== YOUR GOAL ==
Express the data from its start through the line containing "0;20;174;300", inclusive, as a two-column CSV headed text and answer, one row for each text with its answer, every field quoted and line breaks turned into spaces. Leave the pictures out.

== PROVIDED MATERIAL ==
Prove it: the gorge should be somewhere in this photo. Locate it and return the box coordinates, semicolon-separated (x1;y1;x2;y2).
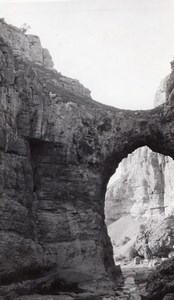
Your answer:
0;20;174;300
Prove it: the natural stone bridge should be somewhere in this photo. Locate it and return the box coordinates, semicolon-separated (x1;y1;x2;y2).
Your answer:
0;21;174;295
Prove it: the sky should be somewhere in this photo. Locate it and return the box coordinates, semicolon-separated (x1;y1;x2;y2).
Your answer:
0;0;174;109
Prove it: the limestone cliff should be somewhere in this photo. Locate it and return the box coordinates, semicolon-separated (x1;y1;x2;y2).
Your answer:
0;19;174;299
105;76;174;223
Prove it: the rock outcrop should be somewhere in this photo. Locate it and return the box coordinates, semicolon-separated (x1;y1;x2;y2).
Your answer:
0;20;174;299
105;76;174;224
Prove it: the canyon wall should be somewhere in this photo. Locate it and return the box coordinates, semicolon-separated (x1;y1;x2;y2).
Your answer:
105;72;174;224
0;21;174;299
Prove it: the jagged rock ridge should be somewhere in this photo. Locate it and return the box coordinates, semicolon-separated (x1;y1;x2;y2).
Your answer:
105;76;174;224
0;19;174;299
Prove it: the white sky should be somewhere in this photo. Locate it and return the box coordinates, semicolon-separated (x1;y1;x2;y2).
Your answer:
0;0;174;109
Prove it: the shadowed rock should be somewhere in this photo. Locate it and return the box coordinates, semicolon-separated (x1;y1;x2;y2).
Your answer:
0;19;174;295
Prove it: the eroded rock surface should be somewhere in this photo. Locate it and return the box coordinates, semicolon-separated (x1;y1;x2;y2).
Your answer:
105;71;174;224
0;20;174;298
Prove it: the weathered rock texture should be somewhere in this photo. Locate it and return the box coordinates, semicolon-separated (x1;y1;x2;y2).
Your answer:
0;20;174;298
105;76;174;224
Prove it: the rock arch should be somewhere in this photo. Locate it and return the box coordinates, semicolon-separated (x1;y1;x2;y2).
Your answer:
0;28;174;298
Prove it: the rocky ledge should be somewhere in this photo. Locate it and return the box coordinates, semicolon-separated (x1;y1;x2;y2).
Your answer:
0;20;174;299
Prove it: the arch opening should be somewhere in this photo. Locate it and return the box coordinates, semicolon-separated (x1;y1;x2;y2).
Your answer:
105;146;174;278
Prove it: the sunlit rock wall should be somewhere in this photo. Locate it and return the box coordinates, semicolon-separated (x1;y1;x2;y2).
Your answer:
105;72;174;224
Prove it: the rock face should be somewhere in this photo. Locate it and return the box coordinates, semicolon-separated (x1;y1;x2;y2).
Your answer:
0;19;174;299
105;76;174;224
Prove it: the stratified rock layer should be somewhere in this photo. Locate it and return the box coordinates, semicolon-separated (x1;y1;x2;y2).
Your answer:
105;76;174;224
0;19;174;298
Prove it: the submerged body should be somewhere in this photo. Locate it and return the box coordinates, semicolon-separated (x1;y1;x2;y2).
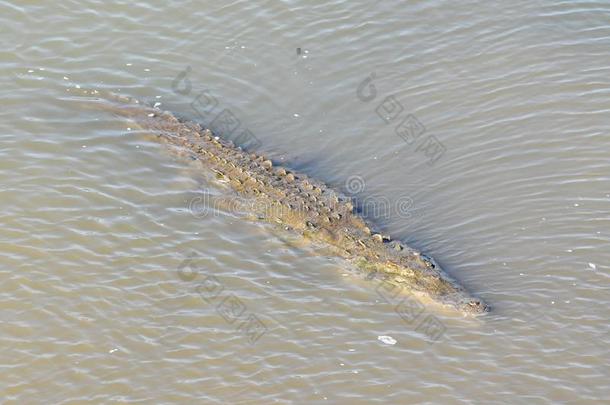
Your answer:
94;93;488;314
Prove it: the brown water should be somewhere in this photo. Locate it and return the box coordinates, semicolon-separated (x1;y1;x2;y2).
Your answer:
0;0;610;404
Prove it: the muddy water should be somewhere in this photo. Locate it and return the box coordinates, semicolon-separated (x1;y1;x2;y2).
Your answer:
0;0;610;404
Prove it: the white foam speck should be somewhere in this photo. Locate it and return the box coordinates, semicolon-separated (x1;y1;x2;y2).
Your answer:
377;335;396;345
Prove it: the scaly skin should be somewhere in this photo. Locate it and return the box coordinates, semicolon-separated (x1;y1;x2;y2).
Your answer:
92;96;489;315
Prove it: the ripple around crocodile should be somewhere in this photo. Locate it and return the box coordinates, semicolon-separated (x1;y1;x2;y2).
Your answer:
95;95;489;315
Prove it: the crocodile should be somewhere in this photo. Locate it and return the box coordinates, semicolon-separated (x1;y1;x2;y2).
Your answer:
94;94;490;315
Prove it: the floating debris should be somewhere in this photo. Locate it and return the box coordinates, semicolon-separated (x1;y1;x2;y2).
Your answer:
377;335;396;345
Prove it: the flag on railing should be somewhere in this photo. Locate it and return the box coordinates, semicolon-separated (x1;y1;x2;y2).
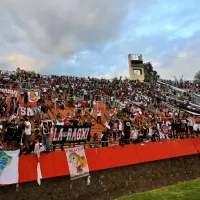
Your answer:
65;146;89;180
0;150;20;185
34;142;46;185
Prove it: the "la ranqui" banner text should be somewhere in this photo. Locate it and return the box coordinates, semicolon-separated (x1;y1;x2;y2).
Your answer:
53;125;91;144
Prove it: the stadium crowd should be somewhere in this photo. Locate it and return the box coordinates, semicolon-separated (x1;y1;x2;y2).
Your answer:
0;69;200;154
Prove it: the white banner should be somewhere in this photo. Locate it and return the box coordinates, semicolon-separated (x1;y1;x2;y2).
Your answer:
65;146;89;180
28;91;40;103
0;150;20;185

== EXERCISE ANSWER ==
text,answer
"Prove it: the gorge should be somewhere in this photo. Locate it and return the box coordinates, semicolon-separated (x1;y1;x2;y2). Your answer:","0;20;174;300"